*** RECORD SET Section Begins ***
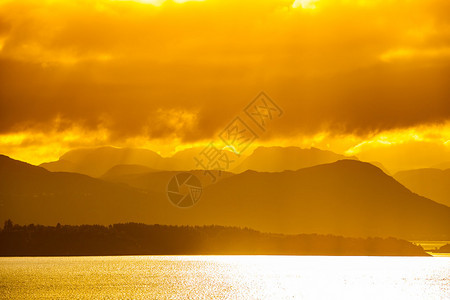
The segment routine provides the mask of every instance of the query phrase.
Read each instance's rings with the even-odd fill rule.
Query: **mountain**
[[[450,244],[445,244],[444,246],[440,247],[438,250],[433,251],[435,253],[450,253]]]
[[[447,170],[450,169],[450,161],[443,162],[437,165],[434,165],[431,167],[432,169],[441,169],[441,170]]]
[[[52,172],[72,172],[100,178],[114,173],[134,173],[137,167],[151,170],[187,171],[202,169],[197,165],[195,157],[201,159],[203,147],[181,150],[171,157],[161,157],[147,149],[101,147],[94,149],[72,150],[61,156],[58,161],[43,163],[40,166]],[[234,155],[234,154],[233,154]],[[230,158],[231,159],[231,158]],[[234,159],[234,158],[233,158]],[[242,158],[241,158],[242,159]],[[134,170],[132,170],[134,168]],[[139,173],[139,172],[138,172]]]
[[[100,178],[114,181],[116,178],[129,175],[137,175],[150,172],[158,172],[146,166],[141,165],[117,165],[106,171]]]
[[[156,198],[127,186],[81,174],[49,172],[0,155],[1,220],[44,224],[105,224],[108,219],[124,222],[130,216],[143,218],[146,213],[141,208]]]
[[[374,165],[375,167],[379,168],[387,175],[391,176],[391,172],[382,163],[380,163],[378,161],[369,161],[368,163],[370,163],[371,165]]]
[[[53,172],[74,172],[100,177],[112,167],[123,164],[158,169],[163,166],[163,158],[147,149],[101,147],[72,150],[58,161],[43,163],[40,166]]]
[[[206,161],[206,158],[202,157],[202,155],[200,154],[205,149],[206,151],[208,151],[209,148],[207,147],[187,148],[176,152],[171,157],[165,157],[163,169],[172,171],[203,169],[202,166],[197,163],[195,158],[199,160],[203,159]],[[245,155],[241,155],[241,157],[239,158],[231,151],[226,151],[226,153],[230,160],[230,168],[233,168],[239,161],[246,158]]]
[[[450,206],[450,169],[401,171],[394,177],[411,191]]]
[[[203,197],[199,206],[220,210],[216,222],[225,225],[245,220],[263,231],[450,236],[449,207],[354,160],[280,173],[246,171],[210,186]]]
[[[165,192],[170,179],[179,173],[180,171],[152,171],[146,173],[108,176],[102,177],[102,179],[114,183],[126,184],[130,187],[134,187],[140,190]],[[202,170],[193,170],[189,171],[189,173],[195,175],[200,180],[202,187],[217,183],[220,180],[234,175],[233,173],[224,171],[220,174],[218,171],[205,173],[205,171]]]
[[[202,169],[195,157],[201,159],[203,147],[188,148],[176,152],[171,157],[161,157],[156,152],[146,149],[101,147],[94,149],[72,150],[61,156],[58,161],[43,163],[40,166],[53,172],[72,172],[100,178],[118,165],[140,165],[153,170],[188,171]],[[301,149],[298,147],[259,147],[250,156],[237,157],[230,152],[232,172],[255,170],[260,172],[281,172],[298,170],[346,157],[331,151],[317,148]],[[124,167],[119,167],[124,170]],[[114,172],[119,172],[113,170]],[[125,171],[126,173],[127,171]]]
[[[346,157],[317,148],[258,147],[247,159],[233,169],[233,171],[238,173],[246,170],[258,172],[282,172],[285,170],[298,170],[331,163],[341,159],[357,158]]]
[[[0,157],[0,170],[2,222],[10,218],[44,225],[217,224],[275,233],[450,239],[449,207],[354,160],[232,175],[205,187],[200,201],[189,209],[167,200],[165,179],[150,183],[154,188],[137,189],[80,174],[53,173],[5,156]],[[156,173],[141,175],[149,174]]]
*** RECORD SET Section Ends ***
Working through the records above, copy each line in which "instance" is found.

The segment routine provides the mask of every instance of the query phrase.
Read each instance's rings with the even-odd fill rule.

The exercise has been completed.